### Task to complete
Return, word for word, every line that follows.

* begin Provided data *

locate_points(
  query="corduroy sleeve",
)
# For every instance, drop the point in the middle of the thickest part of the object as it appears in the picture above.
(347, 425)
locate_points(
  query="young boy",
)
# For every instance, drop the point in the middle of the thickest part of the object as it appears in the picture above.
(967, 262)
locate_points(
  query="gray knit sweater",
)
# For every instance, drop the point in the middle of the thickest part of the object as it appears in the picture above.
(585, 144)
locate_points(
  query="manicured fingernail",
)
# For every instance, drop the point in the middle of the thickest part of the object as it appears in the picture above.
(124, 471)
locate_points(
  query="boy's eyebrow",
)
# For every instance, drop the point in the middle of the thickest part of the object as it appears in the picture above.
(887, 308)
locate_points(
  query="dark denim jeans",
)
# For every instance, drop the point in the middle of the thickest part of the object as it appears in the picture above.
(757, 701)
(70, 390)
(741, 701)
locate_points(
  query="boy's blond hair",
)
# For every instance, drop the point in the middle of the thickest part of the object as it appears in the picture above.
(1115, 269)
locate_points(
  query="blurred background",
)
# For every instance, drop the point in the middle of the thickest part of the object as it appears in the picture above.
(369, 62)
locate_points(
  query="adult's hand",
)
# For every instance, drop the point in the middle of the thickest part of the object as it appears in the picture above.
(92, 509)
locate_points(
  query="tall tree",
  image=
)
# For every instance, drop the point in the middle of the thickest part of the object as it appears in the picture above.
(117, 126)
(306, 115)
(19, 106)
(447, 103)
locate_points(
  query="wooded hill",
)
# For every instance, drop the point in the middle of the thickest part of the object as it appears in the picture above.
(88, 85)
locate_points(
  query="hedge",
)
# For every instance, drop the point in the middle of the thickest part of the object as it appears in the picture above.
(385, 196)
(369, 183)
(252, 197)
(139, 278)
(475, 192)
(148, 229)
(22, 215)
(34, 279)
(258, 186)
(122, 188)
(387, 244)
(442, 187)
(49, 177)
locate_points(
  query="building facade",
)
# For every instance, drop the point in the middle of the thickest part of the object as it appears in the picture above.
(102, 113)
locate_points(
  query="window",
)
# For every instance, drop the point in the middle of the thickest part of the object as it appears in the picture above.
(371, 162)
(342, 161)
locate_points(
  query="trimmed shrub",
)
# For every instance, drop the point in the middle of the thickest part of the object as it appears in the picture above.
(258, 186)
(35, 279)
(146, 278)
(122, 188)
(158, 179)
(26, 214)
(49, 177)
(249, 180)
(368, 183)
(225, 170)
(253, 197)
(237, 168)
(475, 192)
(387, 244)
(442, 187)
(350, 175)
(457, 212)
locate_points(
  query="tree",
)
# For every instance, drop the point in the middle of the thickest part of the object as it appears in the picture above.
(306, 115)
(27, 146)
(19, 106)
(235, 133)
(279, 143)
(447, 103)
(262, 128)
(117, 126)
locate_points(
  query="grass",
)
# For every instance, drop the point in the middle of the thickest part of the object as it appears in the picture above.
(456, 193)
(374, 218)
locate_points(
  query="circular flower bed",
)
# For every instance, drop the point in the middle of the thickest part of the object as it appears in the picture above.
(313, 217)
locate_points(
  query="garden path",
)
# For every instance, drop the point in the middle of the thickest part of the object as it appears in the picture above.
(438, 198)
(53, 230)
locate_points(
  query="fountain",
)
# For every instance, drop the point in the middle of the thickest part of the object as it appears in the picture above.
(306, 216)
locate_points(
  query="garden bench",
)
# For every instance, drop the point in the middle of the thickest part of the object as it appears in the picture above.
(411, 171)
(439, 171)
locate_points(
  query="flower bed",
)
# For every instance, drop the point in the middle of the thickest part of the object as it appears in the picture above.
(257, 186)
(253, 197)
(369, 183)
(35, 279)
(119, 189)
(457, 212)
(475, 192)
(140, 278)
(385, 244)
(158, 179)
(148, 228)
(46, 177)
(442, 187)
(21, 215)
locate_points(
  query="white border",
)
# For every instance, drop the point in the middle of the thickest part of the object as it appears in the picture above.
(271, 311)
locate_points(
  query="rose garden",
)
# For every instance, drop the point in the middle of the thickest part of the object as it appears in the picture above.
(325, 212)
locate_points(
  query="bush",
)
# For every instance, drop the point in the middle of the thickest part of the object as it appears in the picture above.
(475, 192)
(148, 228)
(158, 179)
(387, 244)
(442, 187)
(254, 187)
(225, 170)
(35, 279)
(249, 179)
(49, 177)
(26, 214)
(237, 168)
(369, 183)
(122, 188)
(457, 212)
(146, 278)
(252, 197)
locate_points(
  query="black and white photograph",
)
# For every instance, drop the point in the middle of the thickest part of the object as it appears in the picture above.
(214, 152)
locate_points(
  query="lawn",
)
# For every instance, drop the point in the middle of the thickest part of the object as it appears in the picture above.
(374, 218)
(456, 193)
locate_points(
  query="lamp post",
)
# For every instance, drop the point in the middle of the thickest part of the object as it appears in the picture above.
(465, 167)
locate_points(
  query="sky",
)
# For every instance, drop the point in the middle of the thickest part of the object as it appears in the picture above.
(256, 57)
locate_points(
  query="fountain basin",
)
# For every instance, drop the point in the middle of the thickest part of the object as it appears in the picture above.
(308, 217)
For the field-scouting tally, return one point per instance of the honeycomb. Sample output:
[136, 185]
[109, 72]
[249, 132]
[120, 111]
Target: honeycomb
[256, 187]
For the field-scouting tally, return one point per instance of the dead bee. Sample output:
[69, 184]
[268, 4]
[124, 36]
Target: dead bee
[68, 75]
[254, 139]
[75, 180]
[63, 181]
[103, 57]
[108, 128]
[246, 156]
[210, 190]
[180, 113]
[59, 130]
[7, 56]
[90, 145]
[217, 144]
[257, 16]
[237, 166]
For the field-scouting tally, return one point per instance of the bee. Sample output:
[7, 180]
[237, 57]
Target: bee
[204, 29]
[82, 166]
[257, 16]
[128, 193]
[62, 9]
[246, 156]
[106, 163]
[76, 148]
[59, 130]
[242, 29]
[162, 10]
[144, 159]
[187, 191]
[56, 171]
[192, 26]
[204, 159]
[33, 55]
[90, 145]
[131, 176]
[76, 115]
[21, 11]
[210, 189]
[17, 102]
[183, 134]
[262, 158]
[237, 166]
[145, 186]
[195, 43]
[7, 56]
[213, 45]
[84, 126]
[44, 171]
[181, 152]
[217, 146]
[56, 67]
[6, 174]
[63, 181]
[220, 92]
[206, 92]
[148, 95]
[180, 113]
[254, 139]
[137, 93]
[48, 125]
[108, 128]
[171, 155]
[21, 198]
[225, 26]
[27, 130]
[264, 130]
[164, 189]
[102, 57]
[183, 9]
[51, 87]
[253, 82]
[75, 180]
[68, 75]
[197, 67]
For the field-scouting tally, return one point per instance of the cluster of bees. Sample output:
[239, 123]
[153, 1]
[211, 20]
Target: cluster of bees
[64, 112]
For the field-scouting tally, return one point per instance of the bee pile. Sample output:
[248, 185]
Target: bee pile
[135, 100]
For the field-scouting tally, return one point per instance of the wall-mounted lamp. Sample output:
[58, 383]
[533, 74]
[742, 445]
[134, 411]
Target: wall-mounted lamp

* end Provided data *

### Answer to this problem
locate_points(
  query="corduroy sleeve",
)
# For every instance, drop the point in the middle of the thickest part of the object as it appears in the picture above.
(347, 425)
locate_points(
  query="young boy",
)
# For every instance, drop the point in the middle of the thickest part of the object as it appears in the picture above.
(967, 262)
locate_points(
  query="gray knit sweater",
)
# For every instance, drop the point in the middle of the thickest part of the object as it appears in the picture above.
(585, 144)
locate_points(
  query="manicured fingernail",
)
# For every instance, drop the point in the middle of the thickest part of the object as it appears in the picture above.
(124, 471)
locate_points(
  query="boy's eyebrow",
)
# For every instance, drop the point in the middle of the thickest part of the object as it appears in the picture above.
(887, 308)
locate_points(
  query="dark denim jeans",
)
# For every instance, drop the point in the middle of the thickest part of the object as it appears in the picture above.
(757, 701)
(70, 390)
(741, 701)
locate_points(
  query="boy's blond hair",
)
# For every instance, drop the point in the middle of the thickest part of the object as it appears in the picture above.
(1115, 269)
locate_points(
  query="blurred background",
)
# For every instance, drop the point in the middle of the thickest part of the object as it appears in the picture above.
(369, 62)
locate_points(
  query="adult's hand",
)
# For every instance, drop the point in the middle of the thickest part of the object as it appears in the picture above.
(92, 509)
locate_points(
  query="tall tree",
  image=
)
# For every instance, drop the point in the middle of the thickest part of the object as it appears in the picture above.
(117, 126)
(306, 115)
(19, 106)
(447, 103)
locate_points(
  query="wooded hill",
)
# For every instance, drop the point in the middle of the thickest part of the object as it appears in the picture above.
(88, 85)
locate_points(
  query="hedge",
)
# For every instance, drop the point in the middle of the thickest part of the object as it appears in the picture above.
(385, 196)
(369, 183)
(252, 197)
(139, 278)
(475, 192)
(148, 229)
(22, 215)
(34, 279)
(258, 186)
(122, 188)
(387, 244)
(442, 187)
(49, 177)
locate_points(
  query="building facade",
)
# For every instance, drop the point in the middle of the thickest part of the object as it appears in the picture above.
(102, 113)
locate_points(
  query="window",
)
# For every instance, drop the point in the middle of the thickest part of the object as it appears in the picture above.
(371, 162)
(342, 161)
locate_points(
  query="trimmed shrub",
)
# For every instance, drop the point in the middle of the thickest part of the object as it appears in the picture above.
(258, 186)
(35, 279)
(146, 278)
(122, 188)
(158, 179)
(26, 214)
(49, 177)
(249, 180)
(368, 183)
(225, 170)
(253, 197)
(237, 168)
(475, 192)
(387, 244)
(442, 187)
(350, 175)
(457, 212)
locate_points(
  query="tree",
)
# For every instance, drop the point in the middle of the thickest part of the object as it appears in the picture above.
(306, 115)
(27, 146)
(19, 106)
(235, 133)
(279, 143)
(447, 103)
(262, 128)
(117, 126)
locate_points(
  query="grass",
)
# For every instance, drop the point in the middle of the thickest part of the object as it appears in the picture above.
(456, 193)
(374, 218)
locate_points(
  query="circular flower bed",
)
# For every instance, drop the point in the middle of the thickest part of the object as it appears in the picture above.
(313, 217)
locate_points(
  query="garden path",
)
# For every instance, drop the point in the middle of the thickest part of the object as it appears in the picture above.
(438, 198)
(53, 230)
locate_points(
  query="fountain",
)
# For every instance, drop the point in the middle of the thickest part of the object as it appears in the picture above.
(306, 216)
locate_points(
  query="garden bench",
)
# For every instance, drop the point in the middle of the thickest part of the object as it appears in the picture above.
(411, 171)
(439, 171)
locate_points(
  query="flower bed",
)
# For every instance, drop the point in the middle of the thickest part of the object as it appears in the picture above.
(257, 186)
(253, 197)
(369, 183)
(35, 279)
(119, 189)
(457, 212)
(475, 192)
(140, 278)
(385, 244)
(158, 179)
(148, 228)
(46, 177)
(442, 187)
(21, 215)
locate_points(
  query="white border",
)
# For every instance, drop the point in the middle of the thickest part of the object as it appears in the picture above.
(271, 311)
locate_points(
  query="rose garden",
)
# For every instance, drop the point in the middle of the thickest part of the object as it appears in the picture above.
(325, 212)
locate_points(
  query="bush",
)
# For every instance, drop the point in the middle of the thickest part of the object as it appears in the picture above.
(475, 192)
(148, 228)
(158, 179)
(387, 244)
(442, 187)
(254, 187)
(225, 170)
(35, 279)
(249, 179)
(49, 177)
(26, 214)
(237, 168)
(369, 183)
(122, 188)
(457, 212)
(146, 278)
(252, 197)
locate_points(
  query="black and white photograph",
)
# For every instance, drop the point in the middle of the thickest part of the object as it appears in the picture above.
(214, 152)
locate_points(
  query="lawn",
)
# For every instance, drop the point in the middle of the thickest part of the object as it appears in the picture above.
(374, 218)
(456, 193)
locate_points(
  query="lamp post",
)
# For every instance, drop the point in the middle of the thickest part of the object as it appears in the picture above.
(465, 167)
locate_points(
  query="sky",
)
# For every instance, drop the point in the middle of the thickest part of the object as it appears in the picture above.
(256, 57)
locate_points(
  query="fountain basin",
)
# For every instance, drop the point in the middle of the thickest part of the object as it appears in the picture above.
(308, 217)
For the field-scouting tally, return one point per instance of the honeycomb. Sample output:
[136, 185]
[109, 72]
[249, 132]
[120, 111]
Target: honeycomb
[256, 187]
For the field-scouting tally, return one point per instance of the dead bee. Sample output:
[69, 184]
[268, 4]
[124, 36]
Target: dead bee
[68, 75]
[254, 139]
[75, 180]
[63, 181]
[103, 57]
[108, 128]
[246, 156]
[210, 190]
[180, 113]
[59, 130]
[7, 56]
[90, 145]
[217, 144]
[257, 16]
[237, 166]
For the field-scouting tally, return one point per instance of the bee. Sample output:
[7, 180]
[237, 57]
Target: bee
[204, 29]
[82, 166]
[257, 16]
[128, 193]
[62, 9]
[246, 156]
[106, 163]
[76, 148]
[59, 130]
[242, 29]
[162, 10]
[144, 159]
[187, 191]
[56, 171]
[192, 26]
[204, 159]
[33, 55]
[90, 145]
[131, 176]
[76, 115]
[21, 11]
[210, 189]
[17, 102]
[183, 134]
[262, 158]
[237, 166]
[145, 186]
[195, 43]
[7, 56]
[213, 45]
[84, 126]
[44, 171]
[181, 152]
[217, 146]
[56, 67]
[6, 174]
[63, 181]
[220, 92]
[206, 92]
[148, 95]
[180, 113]
[254, 139]
[137, 93]
[48, 125]
[108, 128]
[171, 155]
[21, 198]
[225, 26]
[27, 130]
[264, 130]
[164, 189]
[102, 57]
[183, 9]
[51, 87]
[253, 82]
[75, 180]
[68, 75]
[197, 67]
For the field-scouting tally, return one point per instance of the cluster of bees. Sample output:
[239, 123]
[153, 1]
[211, 20]
Target: cluster of bees
[64, 112]
For the field-scouting tally, return one point per instance of the bee pile. Sample output:
[248, 185]
Target: bee pile
[135, 100]
For the field-scouting tally, return one point per instance of the wall-mounted lamp. Sample output:
[58, 383]
[533, 74]
[742, 445]
[134, 411]
Target: wall-mounted lamp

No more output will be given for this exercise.